Supplied entries:
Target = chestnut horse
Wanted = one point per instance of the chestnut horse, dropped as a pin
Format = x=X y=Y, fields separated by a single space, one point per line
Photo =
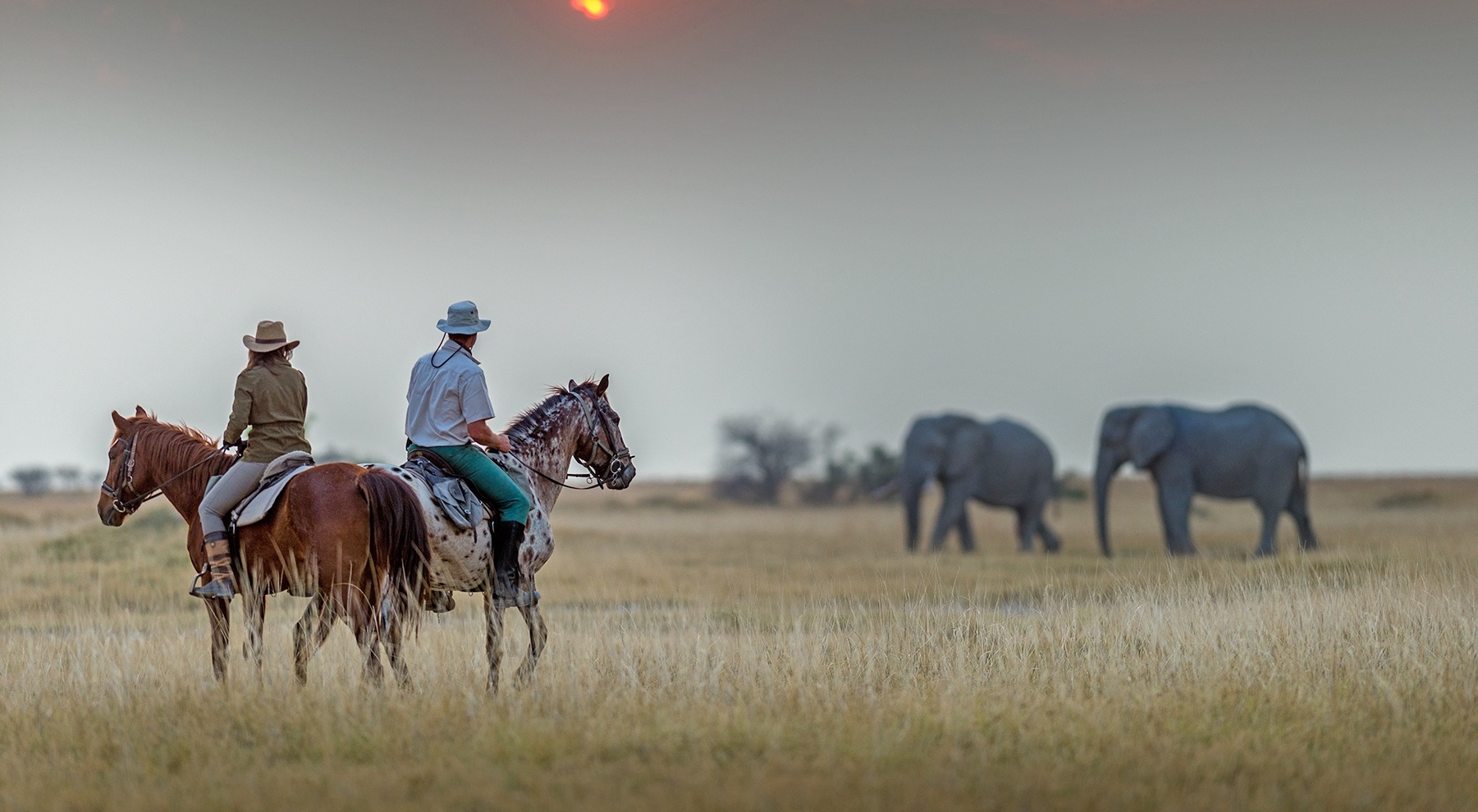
x=350 y=538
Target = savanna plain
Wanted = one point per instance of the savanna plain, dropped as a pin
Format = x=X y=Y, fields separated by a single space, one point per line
x=708 y=656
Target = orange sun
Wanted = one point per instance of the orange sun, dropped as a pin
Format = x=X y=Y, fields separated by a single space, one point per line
x=593 y=9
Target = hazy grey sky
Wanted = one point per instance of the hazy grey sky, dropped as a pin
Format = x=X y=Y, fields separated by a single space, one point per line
x=832 y=210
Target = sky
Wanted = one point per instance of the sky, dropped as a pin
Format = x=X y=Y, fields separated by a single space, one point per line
x=847 y=212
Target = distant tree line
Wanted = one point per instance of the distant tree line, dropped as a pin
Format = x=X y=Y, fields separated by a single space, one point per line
x=763 y=459
x=36 y=480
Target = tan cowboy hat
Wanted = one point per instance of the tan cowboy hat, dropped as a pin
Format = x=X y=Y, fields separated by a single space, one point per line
x=271 y=335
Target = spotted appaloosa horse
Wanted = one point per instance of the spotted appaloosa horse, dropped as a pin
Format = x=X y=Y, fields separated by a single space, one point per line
x=574 y=422
x=350 y=538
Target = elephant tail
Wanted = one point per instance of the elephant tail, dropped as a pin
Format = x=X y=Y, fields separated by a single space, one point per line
x=1301 y=480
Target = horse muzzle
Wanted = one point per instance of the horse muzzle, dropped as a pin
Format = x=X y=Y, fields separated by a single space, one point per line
x=620 y=474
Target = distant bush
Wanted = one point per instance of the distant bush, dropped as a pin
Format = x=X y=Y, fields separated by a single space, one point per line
x=33 y=480
x=762 y=459
x=1407 y=501
x=36 y=480
x=758 y=457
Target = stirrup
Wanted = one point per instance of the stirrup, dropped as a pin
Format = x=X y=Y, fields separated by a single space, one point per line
x=441 y=601
x=213 y=588
x=522 y=598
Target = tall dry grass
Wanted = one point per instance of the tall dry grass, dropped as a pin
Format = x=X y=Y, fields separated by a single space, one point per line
x=714 y=657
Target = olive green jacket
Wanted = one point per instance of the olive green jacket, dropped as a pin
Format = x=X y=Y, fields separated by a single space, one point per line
x=272 y=399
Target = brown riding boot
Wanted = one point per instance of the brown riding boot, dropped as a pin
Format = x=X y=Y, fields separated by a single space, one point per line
x=222 y=582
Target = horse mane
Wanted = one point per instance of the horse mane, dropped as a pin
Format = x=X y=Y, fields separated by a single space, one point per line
x=534 y=417
x=178 y=446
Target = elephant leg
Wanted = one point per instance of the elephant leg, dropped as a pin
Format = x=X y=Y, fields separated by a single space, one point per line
x=1050 y=541
x=1298 y=509
x=1269 y=544
x=967 y=535
x=1026 y=527
x=949 y=514
x=1175 y=516
x=911 y=514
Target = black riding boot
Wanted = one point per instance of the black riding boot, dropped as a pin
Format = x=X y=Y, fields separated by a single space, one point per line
x=506 y=539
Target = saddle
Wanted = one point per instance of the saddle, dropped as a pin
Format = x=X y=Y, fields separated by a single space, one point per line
x=274 y=481
x=453 y=495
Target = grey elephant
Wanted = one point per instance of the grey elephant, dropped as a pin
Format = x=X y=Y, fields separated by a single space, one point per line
x=1242 y=452
x=1000 y=463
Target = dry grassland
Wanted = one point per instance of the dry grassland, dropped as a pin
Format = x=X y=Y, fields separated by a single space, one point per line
x=719 y=657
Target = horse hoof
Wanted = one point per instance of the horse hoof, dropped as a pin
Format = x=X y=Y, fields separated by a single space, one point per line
x=441 y=601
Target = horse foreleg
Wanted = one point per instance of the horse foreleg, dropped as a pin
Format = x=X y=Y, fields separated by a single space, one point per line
x=254 y=612
x=219 y=612
x=538 y=635
x=393 y=635
x=309 y=634
x=494 y=618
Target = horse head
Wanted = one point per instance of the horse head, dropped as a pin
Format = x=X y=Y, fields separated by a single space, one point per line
x=118 y=487
x=601 y=448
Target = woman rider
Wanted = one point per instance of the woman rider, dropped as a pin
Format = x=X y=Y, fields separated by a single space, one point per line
x=271 y=399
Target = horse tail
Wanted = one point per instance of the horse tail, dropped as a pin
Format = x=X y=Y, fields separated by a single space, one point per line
x=398 y=544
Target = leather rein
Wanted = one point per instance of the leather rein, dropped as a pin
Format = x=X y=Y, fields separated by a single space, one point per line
x=127 y=507
x=615 y=461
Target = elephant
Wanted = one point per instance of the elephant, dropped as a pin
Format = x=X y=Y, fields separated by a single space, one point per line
x=1240 y=452
x=1000 y=463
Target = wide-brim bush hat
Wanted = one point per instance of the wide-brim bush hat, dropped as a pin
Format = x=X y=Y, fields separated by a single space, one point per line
x=271 y=335
x=461 y=319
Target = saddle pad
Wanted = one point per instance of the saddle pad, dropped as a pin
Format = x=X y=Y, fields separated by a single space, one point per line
x=259 y=504
x=453 y=495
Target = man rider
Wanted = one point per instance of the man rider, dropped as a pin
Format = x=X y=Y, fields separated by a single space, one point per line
x=448 y=409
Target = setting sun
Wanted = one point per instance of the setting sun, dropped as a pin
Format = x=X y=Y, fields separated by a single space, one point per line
x=593 y=9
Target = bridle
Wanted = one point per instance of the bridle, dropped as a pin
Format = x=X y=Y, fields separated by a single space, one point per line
x=127 y=507
x=616 y=463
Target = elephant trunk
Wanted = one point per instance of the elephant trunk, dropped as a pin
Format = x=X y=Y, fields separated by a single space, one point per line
x=1107 y=465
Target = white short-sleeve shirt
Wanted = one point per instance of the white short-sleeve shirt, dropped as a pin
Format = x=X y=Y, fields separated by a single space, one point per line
x=448 y=391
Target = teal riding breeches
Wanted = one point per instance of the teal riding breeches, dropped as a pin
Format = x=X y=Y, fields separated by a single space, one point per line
x=487 y=479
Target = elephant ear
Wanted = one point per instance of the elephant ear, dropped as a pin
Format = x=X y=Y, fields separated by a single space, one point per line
x=1151 y=433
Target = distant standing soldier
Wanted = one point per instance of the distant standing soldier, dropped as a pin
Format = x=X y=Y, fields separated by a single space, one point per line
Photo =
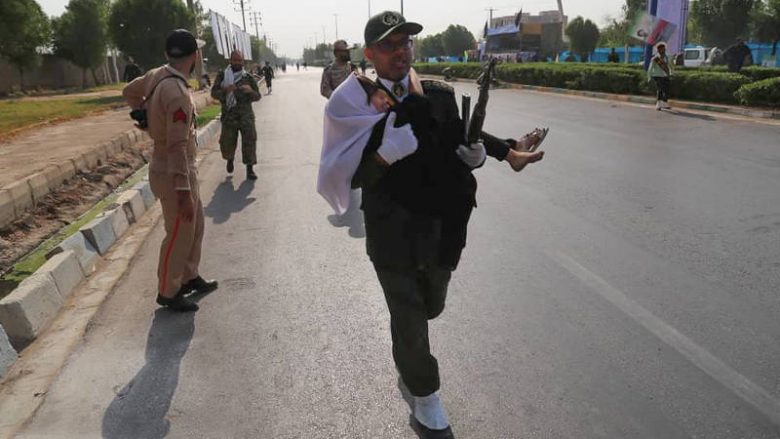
x=132 y=70
x=165 y=95
x=236 y=90
x=737 y=54
x=613 y=57
x=337 y=71
x=661 y=72
x=268 y=74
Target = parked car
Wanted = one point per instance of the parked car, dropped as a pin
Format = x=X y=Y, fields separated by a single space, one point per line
x=703 y=56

Request:
Rewrite every entry above, replacing "dropped as a pin" with "placed as a marker" and keeping everything else the same. Leave the pictures out.

Problem solution:
Target = chestnut horse
Wanted = one point per instance of the chestnut horse, placed as a marker
Format = x=X y=Y, fields separated by a single space, one point per line
Photo =
x=350 y=538
Target = savanna plain
Wanted = one point per instance of the savanna plain, placed as a marker
Format = x=X y=Y, fields separated by a single space, one point per line
x=708 y=656
Target = orange sun
Wanted = one point per instance of the orange sun, placed as a marker
Format = x=X y=Y, fields separated by a single space, one point per line
x=593 y=9
Target = hazy grey sky
Wanted = one point per instance of the hazy grey sky, placed as a marker
Format = x=X y=Y, fields separated by a single space, one point per line
x=832 y=210
Target = sky
Wanted = one point per instance of the sky, placed as a marker
Format = x=X y=Y, fields separated by a single space, one point per line
x=847 y=212
Target = distant tree line
Wanted = one point per instance of the distant tree line, placed as a marker
Format = x=X y=Y, fields separated by a single space, one point per line
x=763 y=459
x=36 y=480
Target = tan cowboy hat
Wanted = one point per instance of the tan cowboy hat, placed as a marker
Format = x=X y=Y, fields separated by a single space, one point per line
x=271 y=335
Target = spotted appaloosa horse
Wanted = one point per instance of the spotted appaloosa horse, placed as a marker
Format = x=X y=Y, fields separated by a single space, one point per line
x=574 y=422
x=350 y=538
Target = elephant tail
Wanted = one point per instance of the elephant tail, placed as a marker
Format = x=X y=Y, fields separated by a single space, one point per line
x=1301 y=480
Target = horse muzzle
Wanted = one point per instance of the horse muzzle, placed as a marker
Format = x=X y=Y, fields separated by a single space, one point per line
x=620 y=474
Target = distant bush
Wanted = one point per instance of the distant bush, placed as a marker
Format = x=X y=Y, fields separated by a single space, one point per line
x=33 y=480
x=762 y=459
x=1407 y=501
x=36 y=480
x=758 y=457
Target = stirrup
Wanted = one point per instance of the stirrup, placed as a marker
Format = x=X y=Y, fields separated by a single space, one point per line
x=441 y=601
x=213 y=588
x=522 y=598
Target = tall dry grass
Wanted = one point per instance of the tall dry grass, placed as a marker
Format = x=X y=Y, fields separated by a single space, one point per line
x=714 y=657
Target = olive green jacket
Wanted = one point per instance of the olive green jacket, placed as a marker
Format = x=X y=Y, fields separated by a single space, one point per line
x=272 y=399
Target = brown riding boot
Wanted = one point per instance of the brown riding boot, placed as a marker
Format = x=X y=Y, fields separated by a single space, one point per line
x=222 y=582
Target = horse mane
Wanted = one point per instance of the horse mane, placed as a marker
Format = x=X y=Y, fields separated by a single space, one point per line
x=534 y=417
x=178 y=446
Target = elephant leg
Wanted = one point per instance of the elephant leg, placed as a marker
Format = x=X y=Y, fields separated by a single space, one point per line
x=1050 y=541
x=1298 y=509
x=1269 y=544
x=967 y=535
x=1026 y=527
x=949 y=514
x=1175 y=516
x=911 y=514
Target = black riding boot
Wanted = one point per instance of the black riding boot, placed as a marker
Format = x=X y=Y, fields separated by a single space, one point per line
x=506 y=539
Target = saddle
Wanted = one point per instance of the saddle, placed as a marker
Format = x=X y=Y, fields separated by a single space, one point per line
x=274 y=481
x=453 y=495
Target = grey elephant
Wanted = one point per instance of the grey elephant, placed as a marker
Format = x=X y=Y, fields separated by a single space, one point per line
x=1242 y=452
x=1000 y=463
Target = dry grassland
Wanted = one point per instance of the dry grassland, placed as a marker
Format = x=X y=Y, fields separated by a single space, one point per line
x=719 y=657
Target = horse hoof
Wanted = one point per instance of the horse hoof, placed as a marker
Format = x=X y=Y, fields separated by a single space, one point per line
x=441 y=601
Target = horse foreleg
Wanted = one point per instance of the horse foreleg, placed as a marker
Format = x=X y=Y, fields separated by a single space, one point per line
x=254 y=612
x=219 y=612
x=538 y=635
x=393 y=635
x=309 y=634
x=494 y=618
Target = horse head
Wanted = one point per instance of the horse head, placed as a marker
Format = x=X y=Y, fields separated by a single space, one point per line
x=118 y=487
x=601 y=448
Target = woman rider
Wanted = one point per instance of the woman rider, placed as a marker
Format = x=X y=Y, fields separated by a single space, one point per line
x=271 y=399
Target = horse tail
Wanted = one point per instance of the horse tail, placed as a marker
Format = x=X y=Y, fields separated by a single space, one point per line
x=398 y=544
Target = leather rein
Wanted = one point per instance of the leather rein, placed as a marker
Format = x=X y=Y, fields separated by a single space, one point per line
x=127 y=507
x=615 y=461
Target = elephant
Wanted = one point per instance of the elephant, placed as a marker
Format = x=X y=Y, fields separated by a single space, one point per line
x=1240 y=452
x=1000 y=463
Target = wide-brim bush hat
Wanted = one point per instance of the wide-brim bush hat, placed as a marker
Format = x=X y=Y, fields separated by a single space, one point per line
x=271 y=335
x=461 y=319
Target = saddle pad
Wanted = one point per instance of the saddle pad, placed as a marker
Format = x=X y=Y, fields separated by a single space, one point per line
x=259 y=504
x=453 y=495
Target = man rider
Wanted = one point per instance of the man rider, placed as a marker
Format = x=X y=Y, fields separated by a single space, one point per line
x=448 y=409
Target = setting sun
Wanted = one point per instance of the setting sun, placed as a marker
Format = x=X y=Y, fields separated by a single space, one point per line
x=593 y=9
Target = bridle
Wanted = one point per instance of the bridle, placed as a marker
Format = x=X y=Y, fields separated by a single space, one point per line
x=127 y=507
x=616 y=463
Target = elephant trunk
Wanted = one point per instance of the elephant trunk, placed as a marker
Format = x=X y=Y, fields separated by a single space, one point per line
x=1107 y=465
Target = white short-sleeve shirt
Wanted = one point per instance of the white short-sleeve shirt, placed as a marker
Format = x=X y=Y, fields separated by a single space, one point per line
x=448 y=391
Target = teal riding breeches
Wanted = one point per instance of the teal riding breeches, placed as a marker
Format = x=X y=Y, fields separated by a single space, one point per line
x=487 y=479
Target = elephant ear
Wanted = one point per instance of the elephant ear, placed as a marker
Format = x=X y=Y, fields separated by a single space, one point per line
x=1151 y=433
Target = distant standing soldier
Wanted = one point per instance of the distant standing soldier, placed as a marker
Format = x=X y=Y, fields separated by a single space, one point per line
Photo =
x=132 y=70
x=165 y=95
x=236 y=90
x=737 y=54
x=613 y=57
x=337 y=71
x=661 y=72
x=268 y=74
Target = parked car
Wanted = one point per instance of the parked car, placed as a marker
Format = x=X y=Y, fields separated by a single space, one point per line
x=703 y=56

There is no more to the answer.